§ **Exercise data**:
★ ★ ★ ★
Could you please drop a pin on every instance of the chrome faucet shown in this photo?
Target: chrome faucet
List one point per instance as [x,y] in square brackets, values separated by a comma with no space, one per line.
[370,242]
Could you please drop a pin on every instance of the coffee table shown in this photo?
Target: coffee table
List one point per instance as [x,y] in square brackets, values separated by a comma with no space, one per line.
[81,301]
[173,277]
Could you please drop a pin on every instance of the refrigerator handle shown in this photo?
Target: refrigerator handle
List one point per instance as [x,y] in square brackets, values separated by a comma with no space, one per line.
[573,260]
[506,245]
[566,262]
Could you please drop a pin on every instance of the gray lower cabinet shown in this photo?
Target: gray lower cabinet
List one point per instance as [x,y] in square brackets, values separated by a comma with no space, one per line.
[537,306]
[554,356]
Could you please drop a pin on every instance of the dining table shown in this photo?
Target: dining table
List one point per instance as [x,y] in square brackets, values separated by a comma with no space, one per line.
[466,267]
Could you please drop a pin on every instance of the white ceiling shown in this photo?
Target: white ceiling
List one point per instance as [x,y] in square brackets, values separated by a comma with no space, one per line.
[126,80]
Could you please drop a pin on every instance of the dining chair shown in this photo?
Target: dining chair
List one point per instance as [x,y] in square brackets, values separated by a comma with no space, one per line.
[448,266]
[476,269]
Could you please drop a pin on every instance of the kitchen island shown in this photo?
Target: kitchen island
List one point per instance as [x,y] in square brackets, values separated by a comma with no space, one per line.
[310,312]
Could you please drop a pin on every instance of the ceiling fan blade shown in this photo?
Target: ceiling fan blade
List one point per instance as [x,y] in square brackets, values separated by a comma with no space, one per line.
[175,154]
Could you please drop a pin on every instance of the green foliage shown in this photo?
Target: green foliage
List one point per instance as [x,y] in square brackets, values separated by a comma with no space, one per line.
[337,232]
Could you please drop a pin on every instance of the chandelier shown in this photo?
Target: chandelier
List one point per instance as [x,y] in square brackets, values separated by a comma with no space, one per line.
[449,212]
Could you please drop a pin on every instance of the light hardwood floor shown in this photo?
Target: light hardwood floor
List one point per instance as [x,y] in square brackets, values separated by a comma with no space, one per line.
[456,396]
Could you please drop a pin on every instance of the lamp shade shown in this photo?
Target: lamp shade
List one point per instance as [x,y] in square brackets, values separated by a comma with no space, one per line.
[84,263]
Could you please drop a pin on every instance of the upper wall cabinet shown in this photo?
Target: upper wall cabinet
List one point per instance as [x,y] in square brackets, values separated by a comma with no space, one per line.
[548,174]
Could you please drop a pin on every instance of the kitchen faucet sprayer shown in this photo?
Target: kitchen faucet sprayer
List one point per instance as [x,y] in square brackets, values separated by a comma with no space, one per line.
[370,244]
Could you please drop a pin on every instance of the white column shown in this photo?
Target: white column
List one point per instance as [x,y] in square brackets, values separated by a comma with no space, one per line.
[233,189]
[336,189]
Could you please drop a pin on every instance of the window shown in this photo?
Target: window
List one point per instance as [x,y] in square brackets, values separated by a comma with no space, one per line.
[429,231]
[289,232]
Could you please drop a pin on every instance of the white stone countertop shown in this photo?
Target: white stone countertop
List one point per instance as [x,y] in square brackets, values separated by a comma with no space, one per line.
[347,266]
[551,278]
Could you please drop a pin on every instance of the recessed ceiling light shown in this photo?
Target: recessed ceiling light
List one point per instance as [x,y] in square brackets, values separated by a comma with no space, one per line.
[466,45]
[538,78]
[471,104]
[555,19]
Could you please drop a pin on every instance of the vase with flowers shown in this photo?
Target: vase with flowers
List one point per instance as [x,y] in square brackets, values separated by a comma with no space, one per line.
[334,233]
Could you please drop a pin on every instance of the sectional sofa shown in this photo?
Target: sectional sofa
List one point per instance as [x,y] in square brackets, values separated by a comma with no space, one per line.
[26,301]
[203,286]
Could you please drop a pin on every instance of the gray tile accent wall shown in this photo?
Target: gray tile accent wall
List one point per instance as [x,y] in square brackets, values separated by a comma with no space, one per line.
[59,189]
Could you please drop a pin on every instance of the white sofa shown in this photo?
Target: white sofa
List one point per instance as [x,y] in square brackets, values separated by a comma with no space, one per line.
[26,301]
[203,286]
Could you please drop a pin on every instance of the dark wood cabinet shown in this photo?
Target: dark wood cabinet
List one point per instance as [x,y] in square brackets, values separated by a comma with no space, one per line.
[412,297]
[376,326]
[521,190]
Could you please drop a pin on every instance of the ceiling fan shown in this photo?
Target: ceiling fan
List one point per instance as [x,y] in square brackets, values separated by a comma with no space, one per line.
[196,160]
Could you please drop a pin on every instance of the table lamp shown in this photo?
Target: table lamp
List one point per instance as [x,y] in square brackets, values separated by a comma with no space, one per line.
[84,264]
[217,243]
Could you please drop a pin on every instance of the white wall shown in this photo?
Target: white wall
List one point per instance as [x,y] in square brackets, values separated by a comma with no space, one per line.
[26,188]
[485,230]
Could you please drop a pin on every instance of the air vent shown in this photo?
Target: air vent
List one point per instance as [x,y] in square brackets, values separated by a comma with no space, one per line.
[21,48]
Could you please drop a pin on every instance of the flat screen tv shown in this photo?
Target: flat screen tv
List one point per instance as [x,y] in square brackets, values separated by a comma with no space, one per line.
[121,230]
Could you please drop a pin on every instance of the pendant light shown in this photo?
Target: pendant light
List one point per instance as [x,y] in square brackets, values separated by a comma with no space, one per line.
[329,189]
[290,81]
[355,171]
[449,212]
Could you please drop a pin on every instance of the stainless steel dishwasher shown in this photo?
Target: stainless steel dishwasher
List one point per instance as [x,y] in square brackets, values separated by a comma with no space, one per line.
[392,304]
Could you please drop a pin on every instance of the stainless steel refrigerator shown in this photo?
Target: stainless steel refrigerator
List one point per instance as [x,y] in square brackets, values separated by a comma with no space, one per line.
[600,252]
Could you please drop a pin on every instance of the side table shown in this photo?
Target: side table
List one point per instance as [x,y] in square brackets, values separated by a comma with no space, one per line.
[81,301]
★ ★ ★ ★
§ **Work required**:
From the listing above, extract all records word for word.

§ **Task answer**:
Could you please drop a pin on every instance of the chrome faucet shown in this photo?
Target: chrome faucet
List one point per instance as [x,y] in square brackets, values separated by a comma with no space, one per line.
[370,242]
Could you please drop a pin on every instance of the coffee table shown in this photo?
Target: coffee table
List one point per instance as [x,y] in square brackets, values separated by a comma with no space, one per line.
[81,301]
[173,277]
Could you please drop a pin on every instance of the refrigerator handle shown in this photo?
Target: refrigerator handle
List one point per instance as [x,y] in square brackets, values separated by a comma with no space, one per line.
[573,260]
[506,245]
[566,262]
Could you please drop a pin on every instance of the gray lower cabinet shown in this photo?
Target: gray lower cabinet
List one point per instance as [x,y] in square brackets, values separated by a comma with no space, one per line.
[537,306]
[554,356]
Could you please drop a pin on every instance of the dining table shown in this photo?
Target: dining table
List one point per instance as [x,y] in square brackets, values separated by a comma with no space, one per line.
[466,267]
Could you please drop a pin on every instance of the white ceiling shown in this photo?
Target: white ceiling
List one point per instance as [x,y] in square brackets, values separated by a comma with no space, one per line.
[126,80]
Could you please drop a pin on every instance of the dining chair shown in this photo?
Target: dining chair
List one point per instance as [x,y] in square brackets, values separated by a comma with no space, one per line.
[448,266]
[476,269]
Could you please drop a pin on every instance of the kitchen island shown in this photo?
Target: kitchen island
List one point per instance as [x,y] in square brackets, values separated by a comma with no space, one per line.
[310,312]
Could you please drop a pin on every instance of the ceiling fan blade shown in this photo?
Target: ceiling fan blade
List one point per instance as [x,y] in square brackets, values separated by a comma with no space, one per line.
[175,154]
Could you please drop a pin on every instance of the green foliage shown in this photo?
Target: green foliage
List one point per instance as [x,y] in square brackets, values separated by a comma with no space, one per line.
[337,232]
Could you please drop a pin on every instance of the chandelier shown in this photo?
Target: chandelier
List one point per instance as [x,y] in square brackets, values separated by a comma with no space, one per line.
[449,212]
Could you please drop a pin on every instance of the light hardwood floor shown in this photo?
Target: light hardwood floor
List one point per instance as [x,y] in square brackets, values separated by a comma with no space, one per line.
[456,396]
Could you please drop a pin on every instance of the lamp shade shown in this photo?
Target: lamp shade
List one point per instance as [x,y] in square brackets, values separated by a comma with no space, one per line.
[84,263]
Could you please drop a pin on every instance of the upper wall cabinet shown in this photo?
Target: upper wall cabinet
List one point per instance as [x,y] in square brackets, values separated by a comma with no space, one per line.
[548,174]
Could you please drop a pin on every instance of the kitchen faucet sprayer shown in this photo?
Target: kitchen faucet sprayer
List one point per instance as [x,y] in square brackets, values separated by a comma with no space, one per line.
[370,244]
Could you please drop a pin on every instance of the white column shown in this photo?
Target: white column
List one point per instance as [x,y] in square brackets, values separated by a comma with no space, one per line.
[233,189]
[336,189]
Could you please drop a pin on every instance of the window shown in this photo?
Target: window
List one point per instance as [x,y] in square brackets, values separated by a comma with no space, one per line.
[429,231]
[289,232]
Could you please drop a pin on every instance of the white stone countertop shown in this photo?
Target: white stone countertop
List one point per instance as [x,y] in square brackets, values separated by a comma with no space, one per line.
[347,266]
[551,278]
Could you please drop a pin on every instance of the recessed ceiling light shown in this photo?
Target: recessed ceiling light
List one point per instance as [x,y] in square brackets, values separated by a comma with no space, one per line.
[466,45]
[538,78]
[471,104]
[555,19]
Could you please drop a pin on every instance of the vase with flowers shown in this photo?
Target: vase with flowers
List one point per instance as [x,y] in square brackets, values separated by a comma with no space, one per line.
[334,233]
Could you please drop a pin on every instance of the sectional sofa shown in this photo?
Target: sectional sofa
List one point per instance as [x,y] in square brackets, values separated by a comma with no space, one per line.
[26,301]
[203,286]
Could you please drop a pin on every instance of the gray tile accent wall shown in this photo?
Target: gray tile accent wall
List one point per instance as [x,y] in square brackets, values separated by a comma with no space, one per line.
[59,189]
Could you please drop a pin on every instance of the white sofa shown in this photo?
Target: white sofa
List one point per instance as [x,y] in square brackets, values separated by a comma with no space, one per line.
[26,301]
[203,286]
Could you please drop a pin on every instance of the dark wood cabinet shown in this photo?
Target: dark wood cabinet
List one point per instance as [x,y] in square brackets, values separated by a comma with no space, one per line.
[412,297]
[376,326]
[521,190]
Could you please drop a pin on every instance of the ceiling fan shown in this photo?
Target: ceiling fan
List one point per instance as [x,y] in square brackets, values separated by a comma with no space, one per line.
[196,160]
Could you please drop a pin on every instance of the table lamp shown in this photo?
Target: table lamp
List one point per instance as [x,y] in square brackets, values separated by a comma with no space, one per line.
[84,264]
[217,243]
Could you please drop a pin on every instance of the white wall shown in this photo?
Target: white wall
List one point per instance as [x,y] in square brackets, values separated by a comma with no space, one per line.
[26,188]
[485,230]
Could you please drop a pin on every instance of the air vent shown in this photo?
Target: air vent
List one point per instance as [x,y] in square brackets, values separated by a comma with no space, one per line.
[21,48]
Could you please drop a pin on every instance of the flat screen tv shown in this photo?
Target: flat screen tv
List one point per instance as [x,y] in square brackets, values separated by a comma with no space, one per line.
[121,230]
Could you please drop a pin on every instance of the pendant light shown in this photo?
Target: pendant light
List one point per instance as [x,y] in square brackets, values separated by a comma with no space, one per line.
[329,189]
[290,81]
[355,171]
[449,212]
Could you please drop a pin on every instance of the stainless steel dishwasher shown in this photo?
Target: stainless steel dishwasher
List one point per instance as [x,y] in square brackets, values separated by a comma with no space, one per line.
[392,304]
Could you please drop a pin on every instance of the stainless steel refrigerator shown in this photo?
Target: stainless steel refrigerator
List one point per instance as [x,y] in square brackets, values separated by a comma with no space, one per line.
[600,252]
Could you please drop a pin on every instance of the side table shown in this photo?
Target: side table
List one point per instance as [x,y] in square brackets, values separated by a comma with no space, one per line.
[81,301]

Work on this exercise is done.